• _WHAT IS ASKED_
(A) According to the forum thread, what four tools did the other poster list?
(B) Write out the passage of the forum thread that opens with the words "And yes, you" and closes with "(Jun 29, 2009)".

• _SUPPLIED PASSAGE_
# New ride



## OKMrazor (Aug 8, 2009)

You know - we've all got "when we started" stories. That Accord story was one of mine - and it served a point - that you can fit more than 4 tools in a truck bed if you try. 

Lots of guys start in this field out of cars. Many of you said you did too.

Answer me this: If it was okay for YOU to start out as an employee in a car, why is it unprofessional and comical that I did?

Nice that you guys can feel so good about yourselves comparing your current situation to mine when I was starting out.

I'm a lot wiser than a 16 year old kid, but I don't mock him. I was probably just as naive at his age, so that would be pretty childish of me... yes?


----------



## OKMrazor (Aug 8, 2009)

BCConstruction said:


> I see a guy do some free standing curved stairs on a project once. He must have had over 300 clamps on the thing when building it let alone the room full of other tools he had. This is why people are wondering how you worked from a car when you needed more tools than you could have fitted in the vehicle.
> 
> I can't get much more than 4 large tools in the bed of my truck. I would be out of room after my vac, table saw and stand, chop saw and stand, ladder, mft, cordless tools and a few systainers. That's def not enough for me to get a day work done on most jobs.



DUDE - I WAS AN EMPLOYEE.

I wasn't a one man show. And guys with trucks did bring plenty of tools out.

Is it that hard for everyone to understand that - as said before - I only listed that stuff in response to the guy who said you could only fit 4 tools in a six foot bed.

Just answer that question.


----------



## OKMrazor (Aug 8, 2009)

BCConstruction said:


> I see a guy do some free standing curved stairs on a project once. He must have had over 300 clamps on the thing when building it let alone the room full of other tools he had. This is why people are wondering how you worked from a car when you needed more tools than you could have fitted in the vehicle.
> 
> I can't get much more than 4 large tools in the bed of my truck. I would be out of room after my vac, table saw and stand, chop saw and stand, ladder, mft, cordless tools and a few systainers. That's def not enough for me to get a day work done on most jobs.


Well the four tools he listed were: drill, miter saw, levels and 4' ladder. 

That's what my initial response was to. I could fit those in my car. And more.

And yes, you do need an absurd amount of clamps to do free-standing radius stairs. I've done two sets of them - one interior and one exterior.


----------



## The Coastal Craftsman (Jun 29, 2009)

well perhaps if you would have said i use other guys tools then people may not have jumped on ya asking ya how and why you used a car over a truck. I could goto work on a bike if i used other guys tools. But it still dont change the fact its hard for any contractor to run a construction business from a truck or car alone. theres nothing wrong with using a car but dont exepct to be taken seriously with any trades people when you say your work vehicle is a car. I was young and silly as well and choose a car over a van. that was a stupid mistake on my part for sure.

[Items from a point labeling set]
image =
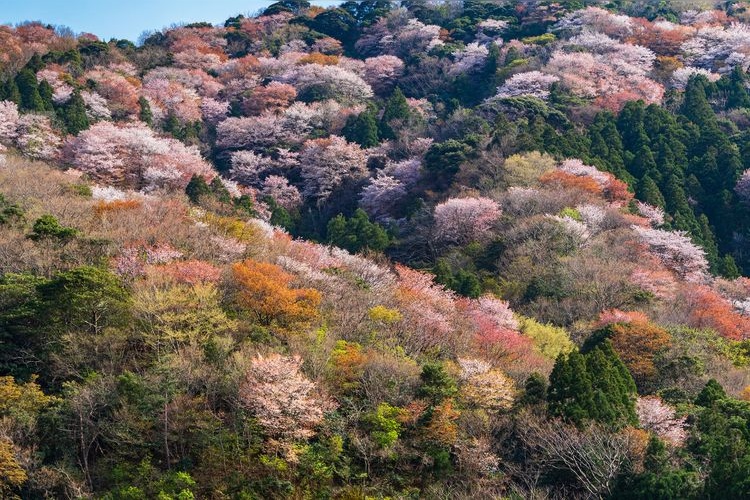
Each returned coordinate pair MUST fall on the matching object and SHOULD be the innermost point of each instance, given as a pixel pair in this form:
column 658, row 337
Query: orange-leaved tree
column 264, row 290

• _SOLVED PROBLEMS_
(A) A drill, a miter saw, levels and a 4' ladder.

(B)
And yes, you do need an absurd amount of clamps to do free-standing radius stairs. I've done two sets of them - one interior and one exterior.


----------



## The Coastal Craftsman (Jun 29, 2009)